WHAT IS ASKED: Which lines in the entries below contain the string "pole"? Return each such line in full, matching case exactly.

# MATERIAL FOR THIS TASK start

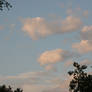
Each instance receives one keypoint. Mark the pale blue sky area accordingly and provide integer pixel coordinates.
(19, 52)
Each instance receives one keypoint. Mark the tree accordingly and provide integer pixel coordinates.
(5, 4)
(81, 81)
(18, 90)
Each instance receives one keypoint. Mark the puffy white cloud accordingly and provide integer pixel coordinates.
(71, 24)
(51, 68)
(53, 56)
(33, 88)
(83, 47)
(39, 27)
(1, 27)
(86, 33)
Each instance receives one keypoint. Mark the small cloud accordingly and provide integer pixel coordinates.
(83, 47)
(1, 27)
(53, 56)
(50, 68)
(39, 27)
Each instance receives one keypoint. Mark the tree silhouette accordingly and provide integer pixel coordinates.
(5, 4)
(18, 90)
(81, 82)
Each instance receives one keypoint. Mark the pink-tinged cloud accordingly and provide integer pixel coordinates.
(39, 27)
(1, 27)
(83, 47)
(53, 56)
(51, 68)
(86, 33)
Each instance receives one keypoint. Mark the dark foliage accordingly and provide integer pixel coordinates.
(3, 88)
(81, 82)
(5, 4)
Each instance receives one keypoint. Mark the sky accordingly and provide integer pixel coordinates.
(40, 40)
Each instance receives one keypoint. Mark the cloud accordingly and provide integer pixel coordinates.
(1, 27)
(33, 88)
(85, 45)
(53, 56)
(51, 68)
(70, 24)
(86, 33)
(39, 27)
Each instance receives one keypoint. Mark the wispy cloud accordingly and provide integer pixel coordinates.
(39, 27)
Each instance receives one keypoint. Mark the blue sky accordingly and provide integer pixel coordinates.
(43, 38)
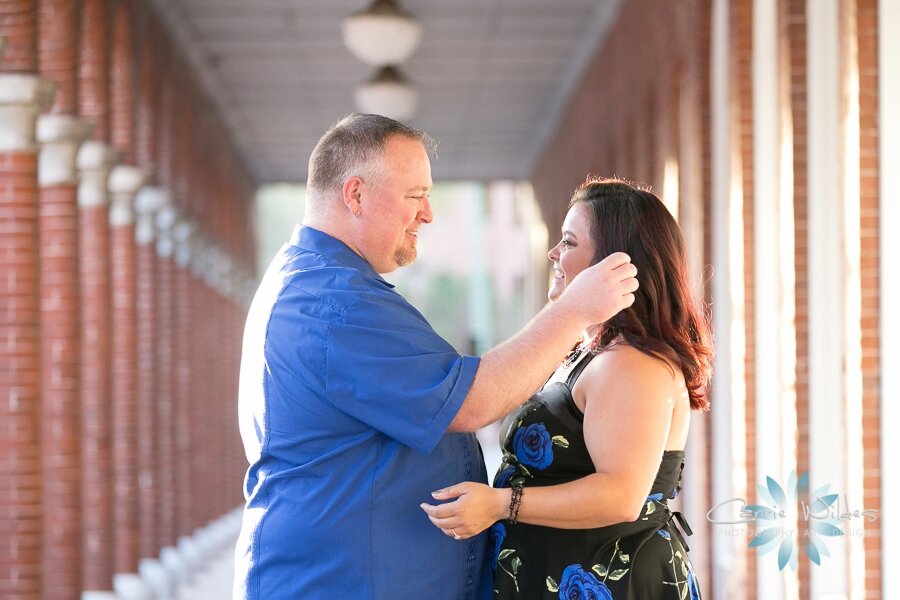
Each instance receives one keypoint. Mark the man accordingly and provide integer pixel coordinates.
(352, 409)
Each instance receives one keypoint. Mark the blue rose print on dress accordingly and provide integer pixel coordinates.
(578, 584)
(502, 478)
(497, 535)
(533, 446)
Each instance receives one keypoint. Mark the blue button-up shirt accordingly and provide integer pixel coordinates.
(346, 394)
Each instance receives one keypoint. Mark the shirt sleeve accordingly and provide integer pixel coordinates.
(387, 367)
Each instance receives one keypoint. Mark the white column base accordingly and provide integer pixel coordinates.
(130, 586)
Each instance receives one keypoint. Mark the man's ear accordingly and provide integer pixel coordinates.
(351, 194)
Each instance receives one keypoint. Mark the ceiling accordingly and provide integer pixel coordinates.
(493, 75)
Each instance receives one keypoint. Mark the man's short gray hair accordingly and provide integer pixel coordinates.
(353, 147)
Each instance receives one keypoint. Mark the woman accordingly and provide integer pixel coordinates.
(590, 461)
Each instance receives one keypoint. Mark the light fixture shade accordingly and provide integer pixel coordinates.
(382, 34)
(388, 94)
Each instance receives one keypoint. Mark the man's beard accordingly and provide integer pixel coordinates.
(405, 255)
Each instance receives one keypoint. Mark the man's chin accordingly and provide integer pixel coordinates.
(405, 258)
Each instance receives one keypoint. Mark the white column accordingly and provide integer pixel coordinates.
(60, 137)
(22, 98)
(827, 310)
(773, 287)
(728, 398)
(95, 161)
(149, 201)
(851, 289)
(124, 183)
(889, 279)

# MATERIAL FOR THIS TASK end
# MATERIAL FOR THIS TASK start

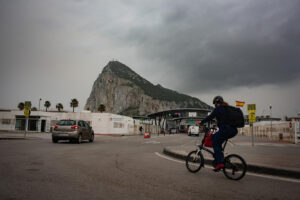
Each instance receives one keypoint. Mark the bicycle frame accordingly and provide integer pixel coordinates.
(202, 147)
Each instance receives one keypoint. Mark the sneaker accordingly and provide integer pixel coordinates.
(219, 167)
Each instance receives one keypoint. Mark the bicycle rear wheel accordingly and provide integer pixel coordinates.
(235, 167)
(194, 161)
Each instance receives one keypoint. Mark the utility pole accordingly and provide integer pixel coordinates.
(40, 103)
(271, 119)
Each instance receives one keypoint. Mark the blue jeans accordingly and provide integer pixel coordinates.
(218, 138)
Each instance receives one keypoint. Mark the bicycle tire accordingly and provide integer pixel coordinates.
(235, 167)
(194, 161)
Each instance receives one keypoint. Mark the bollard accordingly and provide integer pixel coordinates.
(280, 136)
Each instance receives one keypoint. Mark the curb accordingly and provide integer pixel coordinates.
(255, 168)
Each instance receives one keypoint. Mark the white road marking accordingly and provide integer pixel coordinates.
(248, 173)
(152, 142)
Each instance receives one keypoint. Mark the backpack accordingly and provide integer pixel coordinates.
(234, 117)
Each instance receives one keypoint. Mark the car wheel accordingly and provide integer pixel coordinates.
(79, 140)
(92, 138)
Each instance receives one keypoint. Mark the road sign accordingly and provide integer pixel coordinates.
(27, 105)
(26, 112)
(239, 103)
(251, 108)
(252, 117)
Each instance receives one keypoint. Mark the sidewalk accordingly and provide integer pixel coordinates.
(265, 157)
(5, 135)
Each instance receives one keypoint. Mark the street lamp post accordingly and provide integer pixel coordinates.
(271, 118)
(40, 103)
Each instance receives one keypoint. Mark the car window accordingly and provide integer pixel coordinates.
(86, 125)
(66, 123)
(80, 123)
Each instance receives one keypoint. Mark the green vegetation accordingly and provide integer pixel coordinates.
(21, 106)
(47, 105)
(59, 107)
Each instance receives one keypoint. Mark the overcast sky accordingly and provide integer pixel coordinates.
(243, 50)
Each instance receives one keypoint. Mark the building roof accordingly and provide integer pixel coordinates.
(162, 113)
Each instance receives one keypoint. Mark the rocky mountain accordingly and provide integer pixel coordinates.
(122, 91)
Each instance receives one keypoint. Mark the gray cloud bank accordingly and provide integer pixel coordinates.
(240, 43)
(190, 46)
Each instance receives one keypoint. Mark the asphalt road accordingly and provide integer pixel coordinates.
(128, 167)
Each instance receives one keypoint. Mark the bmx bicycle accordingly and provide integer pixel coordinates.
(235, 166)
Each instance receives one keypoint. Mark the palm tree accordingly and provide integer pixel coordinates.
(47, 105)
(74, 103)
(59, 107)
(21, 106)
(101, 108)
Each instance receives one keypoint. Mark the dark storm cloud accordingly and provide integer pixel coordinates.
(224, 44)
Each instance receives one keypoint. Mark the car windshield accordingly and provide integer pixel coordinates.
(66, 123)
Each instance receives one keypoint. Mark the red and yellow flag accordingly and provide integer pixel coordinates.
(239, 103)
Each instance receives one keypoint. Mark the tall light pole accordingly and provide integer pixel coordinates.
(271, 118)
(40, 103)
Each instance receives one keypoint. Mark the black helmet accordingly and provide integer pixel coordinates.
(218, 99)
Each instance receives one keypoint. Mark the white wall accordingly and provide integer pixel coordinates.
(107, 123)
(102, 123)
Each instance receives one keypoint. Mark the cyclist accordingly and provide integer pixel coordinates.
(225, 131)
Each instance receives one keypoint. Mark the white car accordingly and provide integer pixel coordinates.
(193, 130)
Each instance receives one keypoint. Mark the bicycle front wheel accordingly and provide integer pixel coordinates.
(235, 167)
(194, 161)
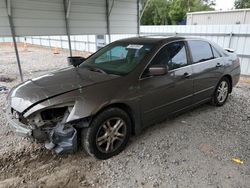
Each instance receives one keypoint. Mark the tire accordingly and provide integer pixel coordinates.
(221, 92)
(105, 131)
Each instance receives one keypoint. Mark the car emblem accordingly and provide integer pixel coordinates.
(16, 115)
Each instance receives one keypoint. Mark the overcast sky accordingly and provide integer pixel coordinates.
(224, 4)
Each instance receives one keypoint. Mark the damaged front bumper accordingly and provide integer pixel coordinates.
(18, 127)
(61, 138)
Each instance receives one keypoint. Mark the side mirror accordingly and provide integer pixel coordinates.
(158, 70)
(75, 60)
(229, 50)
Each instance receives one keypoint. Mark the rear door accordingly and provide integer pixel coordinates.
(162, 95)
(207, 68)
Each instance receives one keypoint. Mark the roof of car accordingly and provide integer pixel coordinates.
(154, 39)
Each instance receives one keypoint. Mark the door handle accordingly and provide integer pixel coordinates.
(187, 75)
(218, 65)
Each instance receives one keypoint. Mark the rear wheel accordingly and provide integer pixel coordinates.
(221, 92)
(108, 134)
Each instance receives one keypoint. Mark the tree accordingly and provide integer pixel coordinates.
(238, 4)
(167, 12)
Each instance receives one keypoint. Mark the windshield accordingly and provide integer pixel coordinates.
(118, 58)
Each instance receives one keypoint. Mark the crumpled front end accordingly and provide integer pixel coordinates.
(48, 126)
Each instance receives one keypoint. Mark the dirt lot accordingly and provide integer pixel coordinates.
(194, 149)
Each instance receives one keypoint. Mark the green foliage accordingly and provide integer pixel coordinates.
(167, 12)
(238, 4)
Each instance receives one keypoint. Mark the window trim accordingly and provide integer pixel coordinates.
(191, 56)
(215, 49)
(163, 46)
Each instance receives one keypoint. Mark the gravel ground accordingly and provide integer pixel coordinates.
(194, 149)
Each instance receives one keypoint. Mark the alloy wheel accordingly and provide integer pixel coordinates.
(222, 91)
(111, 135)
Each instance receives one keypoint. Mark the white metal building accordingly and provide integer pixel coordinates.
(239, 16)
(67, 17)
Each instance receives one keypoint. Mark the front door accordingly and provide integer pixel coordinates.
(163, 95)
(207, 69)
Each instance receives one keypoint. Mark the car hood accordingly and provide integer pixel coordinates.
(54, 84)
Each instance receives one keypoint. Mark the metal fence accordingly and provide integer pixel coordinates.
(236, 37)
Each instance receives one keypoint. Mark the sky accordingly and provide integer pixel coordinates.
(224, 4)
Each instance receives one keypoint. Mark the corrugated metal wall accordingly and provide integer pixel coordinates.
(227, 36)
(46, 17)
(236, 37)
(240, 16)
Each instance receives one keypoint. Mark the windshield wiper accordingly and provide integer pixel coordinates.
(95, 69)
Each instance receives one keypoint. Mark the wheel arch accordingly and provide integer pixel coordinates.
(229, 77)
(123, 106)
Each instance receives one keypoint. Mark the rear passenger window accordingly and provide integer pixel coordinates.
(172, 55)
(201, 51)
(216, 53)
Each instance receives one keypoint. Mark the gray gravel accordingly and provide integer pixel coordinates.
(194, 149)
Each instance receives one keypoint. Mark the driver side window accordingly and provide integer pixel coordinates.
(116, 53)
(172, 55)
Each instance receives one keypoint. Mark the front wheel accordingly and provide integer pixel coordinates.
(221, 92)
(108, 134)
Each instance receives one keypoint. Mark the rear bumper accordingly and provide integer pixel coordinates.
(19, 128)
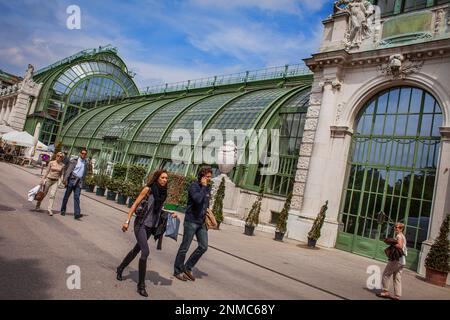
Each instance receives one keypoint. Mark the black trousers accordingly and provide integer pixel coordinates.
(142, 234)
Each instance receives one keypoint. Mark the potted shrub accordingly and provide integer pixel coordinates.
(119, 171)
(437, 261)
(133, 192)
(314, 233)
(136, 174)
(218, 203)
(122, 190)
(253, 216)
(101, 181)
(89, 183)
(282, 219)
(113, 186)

# MATERIAL FOR THIS TASK end

WRITTEN ANSWER:
Each instance receives one keypoint. Mark the utility pole accordingly and provide integer pixel coordinates.
Each instance receives one keypoint. Mark the tall light pole accordingly and provide integer pixel coordinates.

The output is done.